··· Dataset excerpts
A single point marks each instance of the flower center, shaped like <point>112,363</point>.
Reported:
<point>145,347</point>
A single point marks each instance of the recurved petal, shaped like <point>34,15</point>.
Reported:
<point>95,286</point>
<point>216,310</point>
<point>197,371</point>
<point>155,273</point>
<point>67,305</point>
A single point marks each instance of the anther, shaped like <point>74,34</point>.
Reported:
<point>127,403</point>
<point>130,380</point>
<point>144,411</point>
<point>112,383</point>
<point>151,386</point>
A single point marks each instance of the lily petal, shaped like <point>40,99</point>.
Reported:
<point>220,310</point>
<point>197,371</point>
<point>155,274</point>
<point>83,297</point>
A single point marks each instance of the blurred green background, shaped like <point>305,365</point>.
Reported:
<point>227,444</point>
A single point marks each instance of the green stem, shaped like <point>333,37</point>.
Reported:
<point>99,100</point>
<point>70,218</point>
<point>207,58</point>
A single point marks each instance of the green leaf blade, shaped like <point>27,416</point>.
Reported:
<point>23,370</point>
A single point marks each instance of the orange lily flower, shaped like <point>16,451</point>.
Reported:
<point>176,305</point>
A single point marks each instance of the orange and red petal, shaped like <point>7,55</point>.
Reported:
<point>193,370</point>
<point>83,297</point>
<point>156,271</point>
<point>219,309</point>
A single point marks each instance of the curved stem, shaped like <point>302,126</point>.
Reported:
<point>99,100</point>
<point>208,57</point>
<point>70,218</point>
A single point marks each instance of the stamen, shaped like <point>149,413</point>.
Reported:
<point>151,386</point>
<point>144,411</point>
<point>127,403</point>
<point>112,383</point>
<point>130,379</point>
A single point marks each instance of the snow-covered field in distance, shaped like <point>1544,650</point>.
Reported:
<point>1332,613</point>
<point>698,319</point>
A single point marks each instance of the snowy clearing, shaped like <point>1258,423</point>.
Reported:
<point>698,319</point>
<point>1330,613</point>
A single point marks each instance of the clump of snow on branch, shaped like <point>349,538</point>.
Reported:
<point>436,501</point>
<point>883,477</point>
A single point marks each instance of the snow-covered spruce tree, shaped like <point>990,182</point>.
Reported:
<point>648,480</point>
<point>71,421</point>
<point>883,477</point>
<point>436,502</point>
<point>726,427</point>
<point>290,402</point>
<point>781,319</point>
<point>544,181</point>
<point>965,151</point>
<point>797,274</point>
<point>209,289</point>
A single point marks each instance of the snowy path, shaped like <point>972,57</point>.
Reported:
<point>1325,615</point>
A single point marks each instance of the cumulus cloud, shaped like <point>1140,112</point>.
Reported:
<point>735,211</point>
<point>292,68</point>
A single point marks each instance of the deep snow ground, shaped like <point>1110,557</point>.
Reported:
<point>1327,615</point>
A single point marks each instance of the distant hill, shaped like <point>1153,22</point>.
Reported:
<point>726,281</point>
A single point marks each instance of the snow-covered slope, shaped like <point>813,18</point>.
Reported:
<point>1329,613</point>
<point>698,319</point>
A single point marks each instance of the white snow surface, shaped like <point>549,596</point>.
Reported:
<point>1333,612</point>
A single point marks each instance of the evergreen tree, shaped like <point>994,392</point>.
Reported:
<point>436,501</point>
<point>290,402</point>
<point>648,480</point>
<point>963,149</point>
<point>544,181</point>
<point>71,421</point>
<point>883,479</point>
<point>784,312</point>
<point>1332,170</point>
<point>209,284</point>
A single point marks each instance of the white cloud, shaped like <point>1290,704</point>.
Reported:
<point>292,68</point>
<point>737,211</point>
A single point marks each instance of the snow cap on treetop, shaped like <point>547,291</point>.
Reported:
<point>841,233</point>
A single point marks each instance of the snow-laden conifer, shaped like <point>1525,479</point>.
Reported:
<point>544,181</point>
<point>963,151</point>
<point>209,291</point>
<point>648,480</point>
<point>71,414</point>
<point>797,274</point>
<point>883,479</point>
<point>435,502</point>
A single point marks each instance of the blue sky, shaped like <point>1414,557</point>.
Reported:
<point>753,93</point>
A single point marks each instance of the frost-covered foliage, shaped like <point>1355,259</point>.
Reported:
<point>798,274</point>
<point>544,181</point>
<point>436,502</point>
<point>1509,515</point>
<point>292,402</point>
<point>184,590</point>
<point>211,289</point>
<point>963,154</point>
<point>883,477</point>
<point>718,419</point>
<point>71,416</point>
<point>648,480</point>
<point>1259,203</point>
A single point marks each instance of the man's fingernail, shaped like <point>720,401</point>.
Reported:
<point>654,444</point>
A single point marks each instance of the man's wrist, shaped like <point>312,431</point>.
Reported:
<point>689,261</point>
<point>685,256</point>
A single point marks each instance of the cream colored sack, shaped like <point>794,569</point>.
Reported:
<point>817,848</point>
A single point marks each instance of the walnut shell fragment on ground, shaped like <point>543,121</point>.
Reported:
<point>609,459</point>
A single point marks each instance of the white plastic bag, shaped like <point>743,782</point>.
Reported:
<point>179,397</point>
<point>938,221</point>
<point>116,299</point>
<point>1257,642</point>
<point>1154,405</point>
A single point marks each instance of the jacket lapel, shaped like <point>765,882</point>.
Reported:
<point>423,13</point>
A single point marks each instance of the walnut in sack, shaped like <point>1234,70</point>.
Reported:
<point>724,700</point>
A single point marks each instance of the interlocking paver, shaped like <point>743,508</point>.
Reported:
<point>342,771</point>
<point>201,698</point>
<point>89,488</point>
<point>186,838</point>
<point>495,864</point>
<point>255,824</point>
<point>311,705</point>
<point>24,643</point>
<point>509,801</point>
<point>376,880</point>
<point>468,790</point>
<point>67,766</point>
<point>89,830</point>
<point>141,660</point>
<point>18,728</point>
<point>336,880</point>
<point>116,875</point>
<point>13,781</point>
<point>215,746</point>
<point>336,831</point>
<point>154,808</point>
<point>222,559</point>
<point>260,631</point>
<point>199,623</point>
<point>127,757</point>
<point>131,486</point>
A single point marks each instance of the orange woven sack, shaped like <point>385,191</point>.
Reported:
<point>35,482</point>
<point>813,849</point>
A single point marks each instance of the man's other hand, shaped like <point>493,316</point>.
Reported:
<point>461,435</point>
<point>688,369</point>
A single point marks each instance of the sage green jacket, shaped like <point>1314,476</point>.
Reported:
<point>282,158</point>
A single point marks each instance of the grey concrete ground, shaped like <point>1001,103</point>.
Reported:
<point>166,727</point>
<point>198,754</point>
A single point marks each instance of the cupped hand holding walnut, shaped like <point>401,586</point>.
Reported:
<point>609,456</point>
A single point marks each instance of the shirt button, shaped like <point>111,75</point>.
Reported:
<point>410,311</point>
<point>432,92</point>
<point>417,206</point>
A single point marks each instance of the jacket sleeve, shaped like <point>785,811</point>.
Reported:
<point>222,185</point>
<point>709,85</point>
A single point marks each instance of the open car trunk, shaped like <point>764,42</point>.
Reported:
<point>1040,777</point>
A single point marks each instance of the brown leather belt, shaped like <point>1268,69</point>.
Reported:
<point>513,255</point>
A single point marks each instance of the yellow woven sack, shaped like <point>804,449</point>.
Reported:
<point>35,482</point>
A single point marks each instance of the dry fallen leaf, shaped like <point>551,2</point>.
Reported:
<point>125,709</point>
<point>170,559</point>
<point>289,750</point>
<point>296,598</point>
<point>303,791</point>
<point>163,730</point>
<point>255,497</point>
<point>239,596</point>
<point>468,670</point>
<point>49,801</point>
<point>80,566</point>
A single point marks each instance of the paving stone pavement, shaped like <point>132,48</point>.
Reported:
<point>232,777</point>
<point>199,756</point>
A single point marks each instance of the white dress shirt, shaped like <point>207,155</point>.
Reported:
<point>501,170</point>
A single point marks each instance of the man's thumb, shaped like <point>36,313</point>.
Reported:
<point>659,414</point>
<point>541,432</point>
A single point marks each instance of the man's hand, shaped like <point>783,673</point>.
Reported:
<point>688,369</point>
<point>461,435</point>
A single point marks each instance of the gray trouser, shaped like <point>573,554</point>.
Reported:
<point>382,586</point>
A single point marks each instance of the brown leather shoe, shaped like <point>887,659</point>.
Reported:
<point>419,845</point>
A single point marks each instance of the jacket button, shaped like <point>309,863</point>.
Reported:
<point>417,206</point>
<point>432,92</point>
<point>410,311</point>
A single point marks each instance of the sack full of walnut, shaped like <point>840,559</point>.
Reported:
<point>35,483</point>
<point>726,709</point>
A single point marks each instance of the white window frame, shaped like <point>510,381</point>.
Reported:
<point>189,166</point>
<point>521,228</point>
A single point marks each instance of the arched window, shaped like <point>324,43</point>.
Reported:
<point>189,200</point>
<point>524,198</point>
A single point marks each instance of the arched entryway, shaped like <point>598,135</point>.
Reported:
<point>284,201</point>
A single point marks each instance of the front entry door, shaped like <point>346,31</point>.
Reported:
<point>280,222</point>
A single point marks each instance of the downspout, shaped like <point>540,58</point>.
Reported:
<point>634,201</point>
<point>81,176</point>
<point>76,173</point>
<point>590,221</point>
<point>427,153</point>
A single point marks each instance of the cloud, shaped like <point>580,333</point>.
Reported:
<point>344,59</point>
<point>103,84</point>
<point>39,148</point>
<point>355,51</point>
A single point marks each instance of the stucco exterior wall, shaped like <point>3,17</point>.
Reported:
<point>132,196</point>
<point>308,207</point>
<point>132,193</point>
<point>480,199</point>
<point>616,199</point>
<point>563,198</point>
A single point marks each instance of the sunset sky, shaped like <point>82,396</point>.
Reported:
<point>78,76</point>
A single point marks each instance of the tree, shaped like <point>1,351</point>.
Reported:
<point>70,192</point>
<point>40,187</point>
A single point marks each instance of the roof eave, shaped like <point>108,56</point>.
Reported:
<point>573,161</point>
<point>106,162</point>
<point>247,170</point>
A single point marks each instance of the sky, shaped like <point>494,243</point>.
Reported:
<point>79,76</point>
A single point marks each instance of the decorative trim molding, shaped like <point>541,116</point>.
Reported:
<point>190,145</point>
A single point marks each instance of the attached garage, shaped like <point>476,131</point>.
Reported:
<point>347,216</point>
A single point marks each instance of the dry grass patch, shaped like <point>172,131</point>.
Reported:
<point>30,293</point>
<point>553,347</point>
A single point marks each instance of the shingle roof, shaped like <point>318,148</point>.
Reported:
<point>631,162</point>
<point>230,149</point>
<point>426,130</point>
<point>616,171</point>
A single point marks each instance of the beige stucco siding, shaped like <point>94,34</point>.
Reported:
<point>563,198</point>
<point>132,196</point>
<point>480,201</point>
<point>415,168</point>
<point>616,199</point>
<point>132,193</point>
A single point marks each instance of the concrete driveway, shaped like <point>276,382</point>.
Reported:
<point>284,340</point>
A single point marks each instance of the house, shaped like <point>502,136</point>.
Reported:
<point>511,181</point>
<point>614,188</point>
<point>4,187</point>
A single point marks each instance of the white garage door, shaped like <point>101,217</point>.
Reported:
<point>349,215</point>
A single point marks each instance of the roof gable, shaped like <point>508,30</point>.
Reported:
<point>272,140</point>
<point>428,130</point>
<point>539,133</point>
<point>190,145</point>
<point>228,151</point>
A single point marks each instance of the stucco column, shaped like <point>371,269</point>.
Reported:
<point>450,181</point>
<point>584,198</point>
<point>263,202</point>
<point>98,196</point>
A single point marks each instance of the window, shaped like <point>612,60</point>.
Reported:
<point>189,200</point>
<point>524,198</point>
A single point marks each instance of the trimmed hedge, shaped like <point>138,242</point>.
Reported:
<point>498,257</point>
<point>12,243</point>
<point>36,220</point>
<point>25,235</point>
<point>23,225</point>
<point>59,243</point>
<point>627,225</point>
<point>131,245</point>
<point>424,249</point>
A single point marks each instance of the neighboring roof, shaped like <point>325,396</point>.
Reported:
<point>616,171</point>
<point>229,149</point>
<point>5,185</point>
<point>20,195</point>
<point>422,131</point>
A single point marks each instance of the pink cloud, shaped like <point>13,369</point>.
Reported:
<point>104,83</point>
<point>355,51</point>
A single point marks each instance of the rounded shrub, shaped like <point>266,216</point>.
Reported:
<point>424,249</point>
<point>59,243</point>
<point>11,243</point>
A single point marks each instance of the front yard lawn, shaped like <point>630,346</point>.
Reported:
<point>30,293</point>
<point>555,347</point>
······
■ Written instruction ■
Switch "thumb" to "finger" in the records, starting at the line that contains "A single point marks each instance of the white dress" and ending at the line that contains "<point>541,432</point>". Give back only those lines, with nothing else changed.

■ Answer to the problem ■
A single point marks each instance of the white dress shirt, shaped like <point>207,155</point>.
Reported:
<point>501,170</point>
A single point marks each instance of the man's finger, shaped like <point>36,313</point>.
Reported:
<point>659,414</point>
<point>541,432</point>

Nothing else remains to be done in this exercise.